» **Anweisungen**
Gib aus dem Forenthread zum Kernel-Symlink alles von „Und falls die“ bis hinunter zu „für deine Tipps!“ unverändert aus.

» **Vorliegender Auszug**
Der sagt ja auch dass die Sourcen invalid sind, nicht dass er sie net finden kann.

----------

## Evildad

Schau mal bitte in die verlinkten Sourcen und schau ob es dort das .config File gibt.

Die Fehlermeldung sagt nämlich wie du in meinem Code Block siehtst, dass er sie nicht finden kann.

Und wenn er Sie nicht findet ist sie invalid ...

Und falls die Config existiert, hast du die Config einfach von dem alten Kernel reinkopiert und den Kernel übersetzt oder hast auch  noch ein make oldconfig vorangeschoben?Last edited by Evildad on Sat Feb 02, 2008 11:52 am; edited 1 time in total

----------

## HoloDoc

okay danke für deine Tipps!

Hab einfach den Link nochmal manuell neu gesetzt und jetzt funzt es, scheinbar war das (trotz der Ausgabe oben) nicht anders gelinkt.

----------

## schachti

Damit bei einem Update des Kernels der Symlink automatisch gesetzt wird, kannst Du das USE flag symlink aktivieren.

----------

## HoloDoc

danke hatte ich aktiviert aber irgendwie hat der net umgelinkt bzw nur halb, da bei ls -la ja der richtige Linkpfad angegeben war...

Komisch, aber is ja auch egal, funzt ja nu

----------

» **Erfasste Daten**

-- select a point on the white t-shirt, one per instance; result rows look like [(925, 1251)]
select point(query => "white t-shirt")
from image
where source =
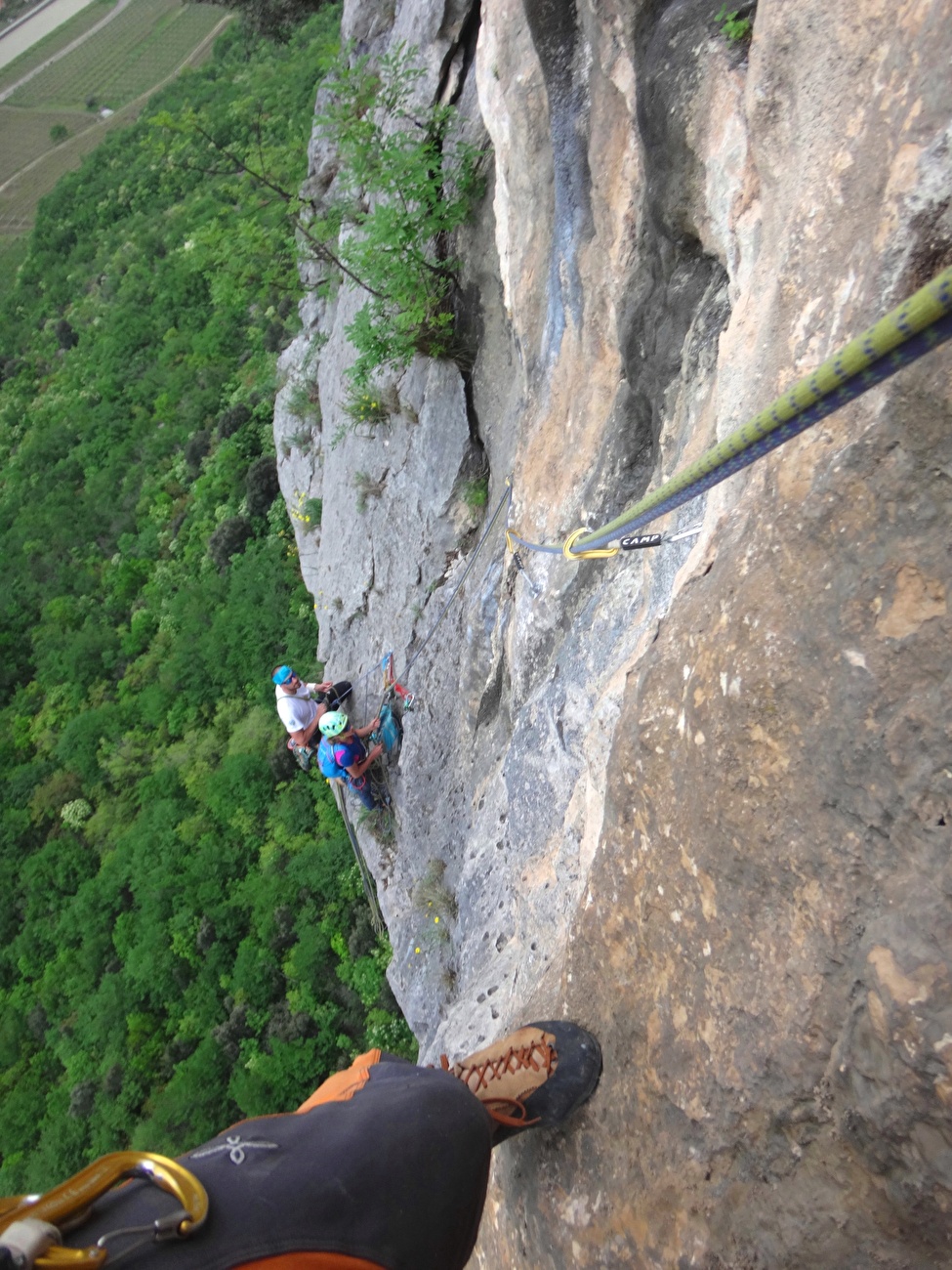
[(296, 709)]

» **Lösung folgt**
Und falls die Config existiert, hast du die Config einfach von dem alten Kernel reinkopiert und den Kernel übersetzt oder hast auch  noch ein make oldconfig vorangeschoben?Last edited by Evildad on Sat Feb 02, 2008 11:52 am; edited 1 time in total

----------

## HoloDoc

okay danke für deine Tipps!